─── Supplied data

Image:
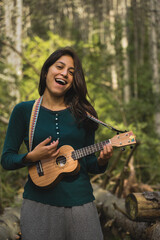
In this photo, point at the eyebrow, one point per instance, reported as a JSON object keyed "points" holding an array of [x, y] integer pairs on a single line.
{"points": [[64, 64]]}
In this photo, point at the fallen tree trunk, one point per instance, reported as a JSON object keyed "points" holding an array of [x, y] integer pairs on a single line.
{"points": [[143, 206], [10, 223], [113, 210]]}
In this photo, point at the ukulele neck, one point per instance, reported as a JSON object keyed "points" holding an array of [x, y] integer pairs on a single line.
{"points": [[83, 152]]}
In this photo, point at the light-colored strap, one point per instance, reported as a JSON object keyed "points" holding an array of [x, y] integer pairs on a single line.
{"points": [[33, 120]]}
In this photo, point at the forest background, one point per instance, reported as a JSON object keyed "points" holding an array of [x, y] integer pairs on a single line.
{"points": [[118, 43]]}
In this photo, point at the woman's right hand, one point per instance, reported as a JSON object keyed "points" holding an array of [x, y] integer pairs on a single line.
{"points": [[43, 151]]}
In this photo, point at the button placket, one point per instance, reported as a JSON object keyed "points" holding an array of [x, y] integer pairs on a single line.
{"points": [[57, 126]]}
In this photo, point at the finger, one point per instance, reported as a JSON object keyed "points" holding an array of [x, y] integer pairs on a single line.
{"points": [[53, 145], [55, 153], [46, 141], [108, 149]]}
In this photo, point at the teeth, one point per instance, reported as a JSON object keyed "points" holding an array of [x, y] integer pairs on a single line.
{"points": [[60, 81]]}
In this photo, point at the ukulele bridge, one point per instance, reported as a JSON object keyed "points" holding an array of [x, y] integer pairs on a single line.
{"points": [[39, 169], [61, 161]]}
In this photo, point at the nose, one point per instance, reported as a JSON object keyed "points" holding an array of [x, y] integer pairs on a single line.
{"points": [[64, 73]]}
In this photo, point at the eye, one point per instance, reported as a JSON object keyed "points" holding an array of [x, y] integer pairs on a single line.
{"points": [[71, 72], [59, 66]]}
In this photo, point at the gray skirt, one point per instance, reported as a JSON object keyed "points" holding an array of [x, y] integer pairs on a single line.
{"points": [[44, 222]]}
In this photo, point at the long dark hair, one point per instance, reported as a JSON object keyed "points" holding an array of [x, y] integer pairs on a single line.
{"points": [[76, 97]]}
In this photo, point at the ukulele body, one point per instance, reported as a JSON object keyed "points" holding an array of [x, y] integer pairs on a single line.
{"points": [[48, 172]]}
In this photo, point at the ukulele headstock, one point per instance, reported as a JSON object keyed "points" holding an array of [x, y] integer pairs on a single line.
{"points": [[123, 139]]}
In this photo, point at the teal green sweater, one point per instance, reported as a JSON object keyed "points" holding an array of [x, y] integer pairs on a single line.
{"points": [[71, 190]]}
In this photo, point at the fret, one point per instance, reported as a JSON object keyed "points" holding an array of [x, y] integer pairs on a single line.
{"points": [[77, 154]]}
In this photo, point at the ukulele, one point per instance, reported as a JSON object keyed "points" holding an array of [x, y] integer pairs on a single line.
{"points": [[47, 172]]}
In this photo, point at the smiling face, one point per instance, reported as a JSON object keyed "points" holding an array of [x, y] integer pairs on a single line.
{"points": [[59, 78]]}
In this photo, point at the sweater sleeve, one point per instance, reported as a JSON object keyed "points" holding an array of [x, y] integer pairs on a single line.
{"points": [[10, 159], [91, 160]]}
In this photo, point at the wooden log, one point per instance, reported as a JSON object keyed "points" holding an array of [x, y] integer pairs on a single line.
{"points": [[10, 223], [143, 206], [113, 209]]}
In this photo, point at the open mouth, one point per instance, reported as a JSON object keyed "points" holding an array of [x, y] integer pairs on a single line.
{"points": [[60, 81]]}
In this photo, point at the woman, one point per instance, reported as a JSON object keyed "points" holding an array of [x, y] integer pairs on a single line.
{"points": [[65, 211]]}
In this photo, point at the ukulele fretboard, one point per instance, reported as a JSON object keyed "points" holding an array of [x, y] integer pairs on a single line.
{"points": [[77, 154]]}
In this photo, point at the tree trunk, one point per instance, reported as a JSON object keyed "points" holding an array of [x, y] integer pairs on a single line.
{"points": [[154, 61], [143, 206], [113, 216], [9, 223]]}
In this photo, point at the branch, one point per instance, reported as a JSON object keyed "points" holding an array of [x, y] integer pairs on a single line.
{"points": [[21, 55], [4, 120]]}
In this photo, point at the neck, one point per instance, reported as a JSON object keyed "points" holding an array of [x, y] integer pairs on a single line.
{"points": [[53, 102]]}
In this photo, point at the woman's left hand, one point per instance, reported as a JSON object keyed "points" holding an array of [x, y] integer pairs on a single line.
{"points": [[105, 154]]}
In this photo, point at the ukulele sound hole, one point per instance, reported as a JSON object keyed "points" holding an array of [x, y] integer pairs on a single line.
{"points": [[61, 161]]}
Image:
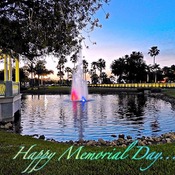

──────

Set all of the records down once more, letter for letter, with the images removed.

Task result:
Image:
In this photo, point at the eyebrow, one point per instance, reported as a JSON object keyed "points" holding an array of [x, y] integer pairs on a single line.
{"points": [[64, 64]]}
In this photo, point at the fallen tree trunk, one point per instance, reported as a JSON object keyed "points" holding an array of [x, y] integer pairs on a single line.
{"points": [[143, 206], [10, 223], [113, 210]]}
In this photo, point at the ukulele neck, one point per instance, reported as a JSON object keyed "points" holding an array of [x, y] integer pairs on a single line.
{"points": [[83, 152]]}
In this photo, point at the light-colored strap, one point per instance, reported as a JSON object keyed "points" holding an array of [x, y] integer pairs on a single line.
{"points": [[33, 120]]}
In this photo, point at the forest background, one point per instance, reported as a JSON object keyed "points" holding an array of [x, y] integer pairs on a single line.
{"points": [[118, 43]]}
In this photo, point at the woman's right hand, one point per instance, reported as a JSON object keyed "points" holding an array of [x, y] integer pairs on a single line.
{"points": [[43, 151]]}
In this photo, point at the button placket, one point per instance, reported as a JSON object keyed "points" holding an array of [x, y] integer pairs on a single line.
{"points": [[57, 126]]}
In this photo, point at the finger, one point per instance, reported as a JSON object keyed "points" holding an array of [x, y] integer pairs on a single line.
{"points": [[53, 145], [55, 153], [46, 141], [108, 149]]}
In this photo, point at the teeth, one point per instance, reported as a JSON object keyed "points" holding an array of [x, y] integer pairs on a single line.
{"points": [[60, 81]]}
In this photo, point at the ukulele bridge, one point per instance, reported as a JSON object keyed "points" holding an array of [x, y] integer pairs on a single line.
{"points": [[39, 169], [61, 161]]}
In this photo, point at the nose, one point per instance, reported as a JSON object keyed "points" holding an array of [x, y] integer pairs on a single line.
{"points": [[64, 73]]}
In this photo, point at the eye, one point per instance, reported as a JSON object keyed "points" holding an array of [x, y] integer pairs on a single line.
{"points": [[71, 72], [59, 66]]}
In this photo, point at the gray skirt, one point per instance, reported as a JSON object keyed "points" holding an array of [x, y] integer pairs on a single line.
{"points": [[44, 222]]}
In this photo, point at the long dark hair, one point per instance, reported as a JSON object keyed "points" holding an array of [x, y] integer pairs on a single line.
{"points": [[76, 97]]}
In this photo, point at the ukulele body, one point per instance, reported as a JSON object keyed "points" holding an array of [x, y] integer pairs on a single line.
{"points": [[48, 172]]}
In this photo, point at the ukulele headstock, one point per instance, reported as a JSON object keyed "points" holding an array of [x, y] integer pairs on a single line.
{"points": [[123, 139]]}
In this photo, point at the teal green sweater, one point per instance, reported as a JSON object keyed "points" holding an array of [x, y] integer pairs on a single line.
{"points": [[71, 190]]}
In this photo, point at the fret, one point per instance, reported as a JSON object keyed "points" holding an array of [x, y] integer pairs on a single line.
{"points": [[77, 154]]}
In this photo, point at the ukulele, one point per instance, reported as a JSON object keyed "points" holding an array of [x, y] integer pairs on a single line.
{"points": [[47, 172]]}
In this photo, point at the smiling face, one point per instance, reported as a JSON object keyed "points" holding an array of [x, y] integer pairs on a single line.
{"points": [[59, 78]]}
In this photo, point at the sweater sleeve, one point per instance, reported as a JSON object keyed "points" holding an array of [x, y] integer pairs on a single line.
{"points": [[10, 159], [91, 160]]}
In this photo, point at the wooden log, one point per instance, reported as a JSON object keyed "points" holding an array of [x, y] integer pairs on a single line.
{"points": [[10, 223], [143, 206], [113, 209]]}
In this photo, point at the open mouth, one point per instance, reported as a JSON object keyed "points" holding an array of [x, y] integer pairs on a single line.
{"points": [[60, 81]]}
In this photo, point at the woman, one point per instance, reported as a JSON object keyed "points" holding an array of [x, y] integer pairs on a single line.
{"points": [[65, 211]]}
In this photo, point at the ukulele fretboard, one point per instance, reported as a JSON object keyed "points" holding an array of [x, y] integer pairs on a single line.
{"points": [[77, 154]]}
In this photo, point at the tree trunk, one point per instance, reported as a JSON object keyed "points" holding an array of [x, y] integer pairs on a single line.
{"points": [[154, 61], [143, 206], [113, 216], [9, 223]]}
In this photo, point at the branch, one point per instance, reported as a JSON object keyed "points" holding an array of [x, y] integer pairs on a single line.
{"points": [[21, 55], [4, 120]]}
In this photo, point at the neck, one point per instance, reported as a JSON object keyed "points" holding an array of [x, y] integer pairs on a single line.
{"points": [[53, 102]]}
In this photo, point at the woman's left hand, one point per instance, reported as a JSON object keyed "points" holding an array of [x, y] integer pairs on a single line.
{"points": [[105, 154]]}
In this photo, point at the ukulele sound hole, one point per instance, reported as a JSON object keyed "points" holding an array of [x, y] integer pairs on a single line.
{"points": [[61, 161]]}
Image:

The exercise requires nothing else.